**Source material**:
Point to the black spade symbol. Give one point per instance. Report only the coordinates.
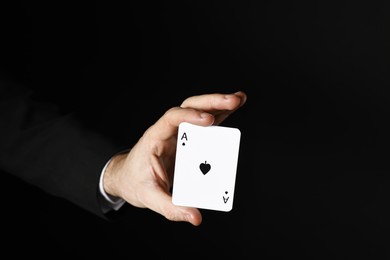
(205, 167)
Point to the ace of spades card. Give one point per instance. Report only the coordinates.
(205, 166)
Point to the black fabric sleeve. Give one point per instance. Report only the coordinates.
(49, 149)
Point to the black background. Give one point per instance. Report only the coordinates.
(313, 177)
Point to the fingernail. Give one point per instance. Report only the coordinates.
(188, 217)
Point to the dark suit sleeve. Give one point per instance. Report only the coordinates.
(51, 149)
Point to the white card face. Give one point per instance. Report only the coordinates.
(206, 166)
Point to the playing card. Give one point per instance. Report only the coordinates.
(206, 166)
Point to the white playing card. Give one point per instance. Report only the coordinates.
(206, 166)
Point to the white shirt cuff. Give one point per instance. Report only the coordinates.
(112, 202)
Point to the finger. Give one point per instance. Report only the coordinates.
(167, 125)
(214, 102)
(161, 203)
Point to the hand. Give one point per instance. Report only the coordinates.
(143, 177)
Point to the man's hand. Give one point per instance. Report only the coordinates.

**Direction**: Swap "Report only the coordinates" for "Output only the coordinates" everywhere in the data above and write the lines out again with no other changes. Leave the pictures out.

**The output**:
Point to the black spade symbol. Give one point per instance. Output only the coordinates.
(205, 167)
Point to the ace of spades card. Give one point per instance. Output only the coordinates.
(205, 166)
Point to the black fabric sleeve. Give one point per instance. Output only the coordinates.
(49, 149)
Point to the black background. Give one point per instance. Output only the coordinates.
(313, 177)
Point to the fingernail. Give one point per instance. Output only the coordinates.
(188, 217)
Point to the dark suit sleeve. Give one point per instance. Output only the coordinates.
(51, 149)
Point to the white card face. Give one point per instance. Output only the coordinates.
(206, 166)
Point to the playing card. Give one point per instance. Output only the coordinates.
(206, 166)
Point to the white playing card. Give one point per instance. Output only the coordinates.
(206, 166)
Point to the white shirt cuff. Give one point per instance. Output only the coordinates.
(112, 202)
Point to the finger. Give one point per instance. Output only the coordinates.
(167, 125)
(214, 102)
(161, 203)
Point to the hand. Give one point per instance. Output only the coordinates.
(143, 177)
Point to the man's hand. Give one point per instance. Output only the coordinates.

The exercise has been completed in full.